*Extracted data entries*
## BEGIN
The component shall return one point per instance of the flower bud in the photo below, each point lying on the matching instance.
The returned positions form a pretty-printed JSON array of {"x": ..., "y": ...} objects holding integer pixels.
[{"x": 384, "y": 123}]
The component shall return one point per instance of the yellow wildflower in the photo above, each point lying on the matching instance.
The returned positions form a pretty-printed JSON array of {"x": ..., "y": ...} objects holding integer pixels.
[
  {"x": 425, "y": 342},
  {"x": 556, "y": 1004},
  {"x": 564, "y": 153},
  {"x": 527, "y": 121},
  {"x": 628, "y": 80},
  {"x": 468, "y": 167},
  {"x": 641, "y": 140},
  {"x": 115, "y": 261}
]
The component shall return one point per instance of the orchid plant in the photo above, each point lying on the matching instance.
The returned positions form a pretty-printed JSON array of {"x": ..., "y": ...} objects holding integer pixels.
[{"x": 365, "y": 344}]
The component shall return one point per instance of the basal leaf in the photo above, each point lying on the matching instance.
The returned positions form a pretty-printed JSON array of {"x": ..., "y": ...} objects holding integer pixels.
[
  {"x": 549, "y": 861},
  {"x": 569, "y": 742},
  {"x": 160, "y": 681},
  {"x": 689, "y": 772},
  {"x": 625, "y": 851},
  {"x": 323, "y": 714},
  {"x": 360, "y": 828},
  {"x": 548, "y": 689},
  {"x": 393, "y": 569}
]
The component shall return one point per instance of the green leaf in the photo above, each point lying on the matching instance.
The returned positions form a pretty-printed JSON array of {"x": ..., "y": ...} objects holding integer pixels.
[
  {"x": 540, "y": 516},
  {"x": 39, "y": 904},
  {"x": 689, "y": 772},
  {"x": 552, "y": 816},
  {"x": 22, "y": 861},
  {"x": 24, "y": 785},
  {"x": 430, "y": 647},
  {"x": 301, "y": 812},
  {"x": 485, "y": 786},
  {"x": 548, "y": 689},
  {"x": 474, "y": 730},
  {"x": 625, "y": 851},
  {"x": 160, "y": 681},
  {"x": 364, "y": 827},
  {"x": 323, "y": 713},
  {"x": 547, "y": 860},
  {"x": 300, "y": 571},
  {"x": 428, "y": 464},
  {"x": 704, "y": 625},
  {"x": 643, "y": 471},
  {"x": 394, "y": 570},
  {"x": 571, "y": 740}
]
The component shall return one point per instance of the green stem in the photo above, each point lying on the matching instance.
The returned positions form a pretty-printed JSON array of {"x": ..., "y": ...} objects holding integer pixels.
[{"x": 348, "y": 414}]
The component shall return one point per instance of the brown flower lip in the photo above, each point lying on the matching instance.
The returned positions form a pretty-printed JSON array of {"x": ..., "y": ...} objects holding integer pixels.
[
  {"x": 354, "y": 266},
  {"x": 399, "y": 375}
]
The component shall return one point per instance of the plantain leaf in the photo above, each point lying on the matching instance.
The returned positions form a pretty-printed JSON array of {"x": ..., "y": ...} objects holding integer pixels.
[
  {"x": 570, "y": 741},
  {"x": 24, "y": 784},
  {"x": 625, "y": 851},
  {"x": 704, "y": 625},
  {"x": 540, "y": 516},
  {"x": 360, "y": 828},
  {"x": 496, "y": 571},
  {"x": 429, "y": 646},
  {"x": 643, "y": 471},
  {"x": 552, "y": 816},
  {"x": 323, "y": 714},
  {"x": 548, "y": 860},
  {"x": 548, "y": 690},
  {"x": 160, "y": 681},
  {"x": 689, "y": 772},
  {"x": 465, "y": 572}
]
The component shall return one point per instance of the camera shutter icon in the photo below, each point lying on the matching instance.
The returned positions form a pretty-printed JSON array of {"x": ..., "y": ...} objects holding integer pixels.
## END
Change every "component" to "module" in the items starting at the line that contains "of the plantain" and ending with the last item. Give those lines back with nothing else altered.

*Task solution*
The module shall return one point per instance of the plantain leaf in the photo above, each point lying on the matching instance.
The returned positions form a pretty-printed JSON array of {"x": ..., "y": ...} objects holding integer pixels.
[
  {"x": 570, "y": 741},
  {"x": 24, "y": 784},
  {"x": 625, "y": 851},
  {"x": 704, "y": 625},
  {"x": 540, "y": 516},
  {"x": 360, "y": 828},
  {"x": 496, "y": 571},
  {"x": 429, "y": 646},
  {"x": 643, "y": 471},
  {"x": 552, "y": 816},
  {"x": 323, "y": 714},
  {"x": 548, "y": 860},
  {"x": 548, "y": 690},
  {"x": 160, "y": 681},
  {"x": 689, "y": 772},
  {"x": 465, "y": 572}
]
The module shall return one point per instance of the camera shutter icon in the photo below, each point lying on the matching instance.
The returned positions form a pretty-printed JSON array of {"x": ..., "y": ...} objects holding integer pixels.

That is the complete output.